* begin Excerpt *
7. Religious Invocations: The Russian Orthodox Church is vocal in defending the allegedly endangered Christian Orthodox faithful in neighboring countries. It has a long tradition of serving as an instrument of government foreign policy before, during, and after the communist interlude. The Moscow Patriarchate helps to maintain Russian influence within the former USSR among Orthodox believers and promotes anti-Western, illiberal, and anti-democratic values by stressing the divine nature of Russian nationalism and pan-Slavism. Putin has revived Stalin’s instrumentalization of the Orthodox Church and gained Patriarch Kirill’s blessing for his trans-national “Russian World” concept. Moscow steers the Patriarchate to exert its influence in states such as Ukraine, Belarus, Moldova, and Georgia in order to maintain pro-Russian sentiments and undermine any autocephalous Orthodox Churches that support independence and disassociation from Russia.

8. Revising History: To undergird its aim to rebuild a Greater Russia, Moscow is engaged in extensive historical revisionism. State-sponsored propagandists are rewriting the period of Soviet occupation as a progressive era of Russian benevolence rather than an era of retardation of Central and East Europe’s political and economic development through the imposition of a failed ideology, a one-party dictatorship, and an incompetent economic system. Moscow also claims that the Cold War ended in a stalemate, rather than admitting that the failed Soviet system disintegrated from within and could not compete with a more dynamic West

According to current historical rewriting, Russia naively tried to to join the West during the 1990s but was rebuffed and ostracized. In reality, Russia failed to qualify for either EU or NATO membership because of its glaring inadequacies in the rule of law, democratic governance, and market competition, and its numerous conflicts with neighboring states. Officials contend that NATO and the EU captured the post-communist countries when Russia was weakest, instead of conceding that these states were determined to join both institutions as protection against future empire building by the Kremlin. Distorted histories justify contemporary moves to revise borders and international alliances in order to rebuild a Russian sphere of dominance.
* end Excerpt *
*Aim of the exercise*
Reproduce the excerpt on Russian influence between "According to current" and "sphere of dominance.", inclusive. The listing that comes next is separate material with no connection to the excerpt on Russian influence.
* begin Data records *
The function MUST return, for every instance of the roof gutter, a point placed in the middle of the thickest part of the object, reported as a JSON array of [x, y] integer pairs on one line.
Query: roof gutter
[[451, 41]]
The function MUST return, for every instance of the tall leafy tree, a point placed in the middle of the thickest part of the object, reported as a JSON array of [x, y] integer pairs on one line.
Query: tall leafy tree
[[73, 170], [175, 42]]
* end Data records *
*Worked solution*
According to current historical rewriting, Russia naively tried to to join the West during the 1990s but was rebuffed and ostracized. In reality, Russia failed to qualify for either EU or NATO membership because of its glaring inadequacies in the rule of law, democratic governance, and market competition, and its numerous conflicts with neighboring states. Officials contend that NATO and the EU captured the post-communist countries when Russia was weakest, instead of conceding that these states were determined to join both institutions as protection against future empire building by the Kremlin. Distorted histories justify contemporary moves to revise borders and international alliances in order to rebuild a Russian sphere of dominance.